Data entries
+ + + +
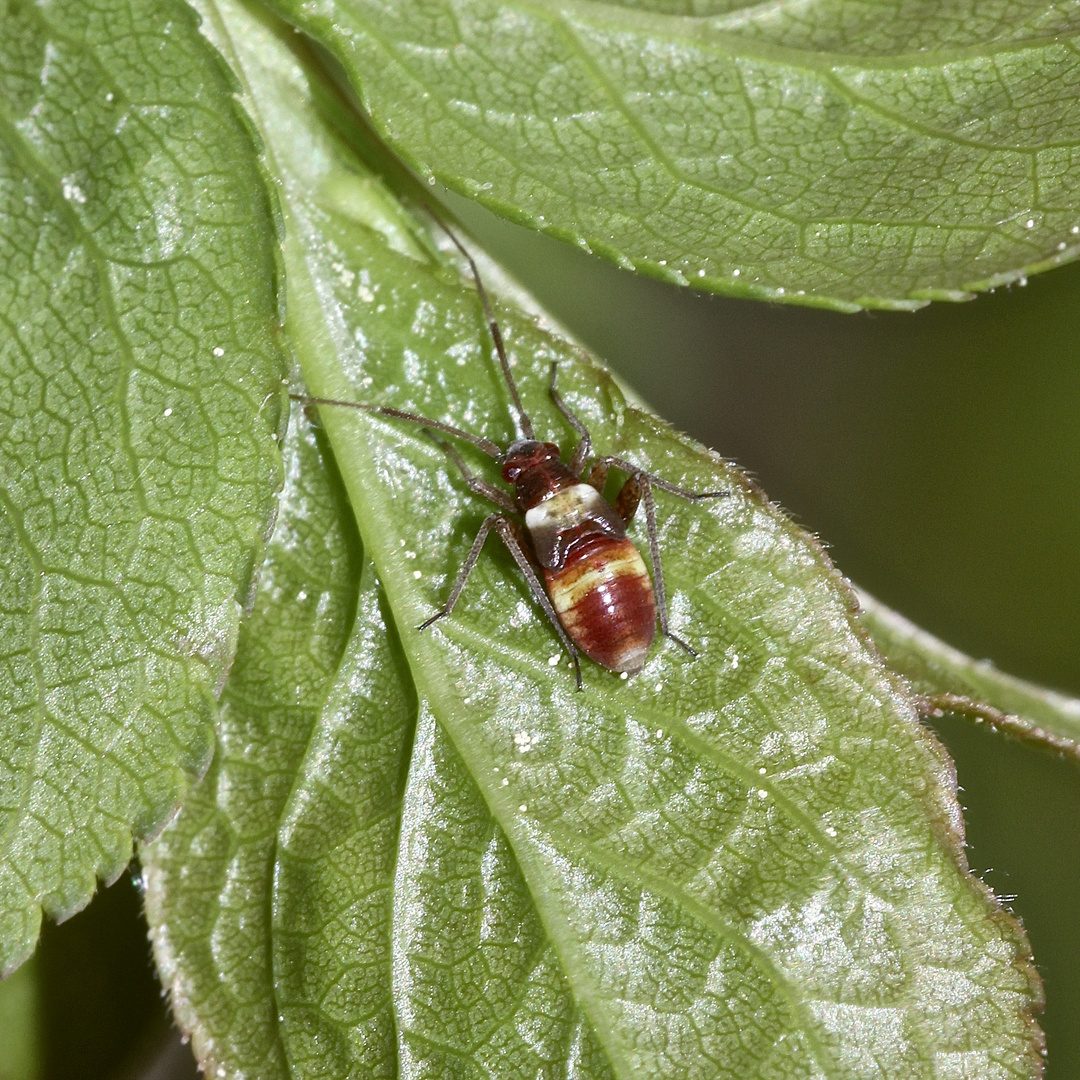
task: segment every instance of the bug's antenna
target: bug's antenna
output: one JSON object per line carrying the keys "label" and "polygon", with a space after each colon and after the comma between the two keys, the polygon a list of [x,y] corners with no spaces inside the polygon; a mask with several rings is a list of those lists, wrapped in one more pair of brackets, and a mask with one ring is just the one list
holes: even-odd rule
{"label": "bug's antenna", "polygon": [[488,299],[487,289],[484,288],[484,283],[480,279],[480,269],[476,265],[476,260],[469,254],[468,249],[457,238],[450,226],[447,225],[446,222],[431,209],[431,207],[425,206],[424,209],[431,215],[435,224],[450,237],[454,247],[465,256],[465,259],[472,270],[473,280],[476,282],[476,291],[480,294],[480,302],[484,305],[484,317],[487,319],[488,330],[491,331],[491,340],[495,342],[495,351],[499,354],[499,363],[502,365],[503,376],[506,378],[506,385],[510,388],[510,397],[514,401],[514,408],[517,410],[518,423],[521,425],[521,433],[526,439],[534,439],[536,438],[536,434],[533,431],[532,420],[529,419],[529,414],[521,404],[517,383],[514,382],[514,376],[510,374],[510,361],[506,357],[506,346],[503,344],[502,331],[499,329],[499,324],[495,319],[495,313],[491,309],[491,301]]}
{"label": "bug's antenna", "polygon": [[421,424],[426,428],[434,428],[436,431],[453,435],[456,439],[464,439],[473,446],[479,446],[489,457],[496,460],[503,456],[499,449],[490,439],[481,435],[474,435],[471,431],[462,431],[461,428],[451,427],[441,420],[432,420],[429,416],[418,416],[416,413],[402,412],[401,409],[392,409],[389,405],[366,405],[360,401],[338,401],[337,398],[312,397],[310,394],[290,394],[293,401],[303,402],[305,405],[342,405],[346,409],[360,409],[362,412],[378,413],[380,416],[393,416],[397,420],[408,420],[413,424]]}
+ + + +
Your assignment
Copy the records above exactly. The pictures are not part of the copy.

Task solution
task: segment every instance of the bug's antenna
target: bug's antenna
output: one JSON object per line carrying the keys "label" and "polygon", with a space after each colon and after the comma between the two keys, the polygon a list of [x,y] corners with no spaces inside the polygon; a mask with several rings is a list of those lists, wrapped in one more pair of brackets, and a mask with one ring is just the one list
holes: even-odd rule
{"label": "bug's antenna", "polygon": [[488,299],[487,289],[484,288],[484,283],[480,279],[480,269],[476,265],[476,260],[469,254],[468,249],[457,238],[450,226],[447,225],[446,222],[431,209],[431,207],[425,206],[424,209],[431,215],[435,224],[450,237],[454,247],[465,256],[465,259],[472,270],[473,280],[476,282],[476,291],[480,294],[480,302],[484,305],[484,317],[487,319],[488,330],[491,331],[491,340],[495,342],[495,351],[499,354],[499,363],[502,365],[503,376],[506,378],[506,385],[510,388],[510,397],[514,401],[514,408],[517,410],[518,423],[521,425],[521,433],[526,439],[534,439],[536,438],[536,434],[533,431],[532,420],[529,419],[529,414],[521,404],[517,383],[514,382],[514,376],[510,374],[510,361],[506,357],[506,346],[503,344],[502,331],[499,329],[499,324],[495,319],[495,313],[491,309],[491,301]]}
{"label": "bug's antenna", "polygon": [[421,424],[426,428],[434,428],[436,431],[453,435],[456,439],[464,439],[473,446],[479,446],[489,457],[496,460],[503,456],[499,449],[490,439],[481,435],[474,435],[471,431],[462,431],[461,428],[451,427],[441,420],[432,420],[429,416],[418,416],[416,413],[402,412],[401,409],[392,409],[389,405],[366,405],[360,401],[338,401],[337,398],[312,397],[310,394],[290,394],[293,401],[303,402],[305,405],[342,405],[346,409],[360,409],[362,412],[378,413],[380,416],[393,416],[397,420],[408,420],[413,424]]}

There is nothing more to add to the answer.